Problème –
Recopiez mot pour mot, du début à la fin, le texte ci-dessous sur la traque des pirates de l'Archipel.

Il n’eut pas plus tôt touché les rives du Bosphore, qu’il s’empressa d’aller porter sa plainte à l’ambassadeur de France, récemment débarqué lui-même ; mais quelle réparation l’ambassadeur pouvait-il espérer de la faiblesse d’un gouvernement qui assistait impassible à de pareils drames ? Le représentant du roi Louis XVIII ne demanda justice qu’à la station française. Quelques mois s’étaient à peine écoulés, justice était faite. La frégate la Galatée avait fouillé tous les coins de l’Archipel, exploré tous les canaux, expédié ses embarcations dans les moindres criques. On n’avait encore découvert aucune trace des brigands signalés à notre vindicte. On finit par apprendre que les misérables étaient revenus à Milo. Des guides sûrs conduisirent nos marins jusqu’à l’entrée de la grotte qui servait de repaire à Catramatto et à quelques-uns de ses compagnons. Surpris dans leur bauge, les pirates firent peu de résistance. On les livra au gouvernement turc, mais en lui recommandant de les mieux garder que les dix-sept prisonniers remis par M. de Mackau. La captivité de ceux-ci en effet n’avait pas été longue. Ils avaient enlevé un bateau sur la plage de Boudroun, gagné dans cet esquif les côtes de la Morée et pillé en route deux navires de commerce. Ce fut par ces bâtimens qu’on eut de leurs nouvelles.

Extrait de données –
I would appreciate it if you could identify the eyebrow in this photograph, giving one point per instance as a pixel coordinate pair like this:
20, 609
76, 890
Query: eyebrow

Résultat de l'exercice –
Il n’eut pas plus tôt touché les rives du Bosphore, qu’il s’empressa d’aller porter sa plainte à l’ambassadeur de France, récemment débarqué lui-même ; mais quelle réparation l’ambassadeur pouvait-il espérer de la faiblesse d’un gouvernement qui assistait impassible à de pareils drames ? Le représentant du roi Louis XVIII ne demanda justice qu’à la station française. Quelques mois s’étaient à peine écoulés, justice était faite. La frégate la Galatée avait fouillé tous les coins de l’Archipel, exploré tous les canaux, expédié ses embarcations dans les moindres criques. On n’avait encore découvert aucune trace des brigands signalés à notre vindicte. On finit par apprendre que les misérables étaient revenus à Milo. Des guides sûrs conduisirent nos marins jusqu’à l’entrée de la grotte qui servait de repaire à Catramatto et à quelques-uns de ses compagnons. Surpris dans leur bauge, les pirates firent peu de résistance. On les livra au gouvernement turc, mais en lui recommandant de les mieux garder que les dix-sept prisonniers remis par M. de Mackau. La captivité de ceux-ci en effet n’avait pas été longue. Ils avaient enlevé un bateau sur la plage de Boudroun, gagné dans cet esquif les côtes de la Morée et pillé en route deux navires de commerce. Ce fut par ces bâtimens qu’on eut de leurs nouvelles.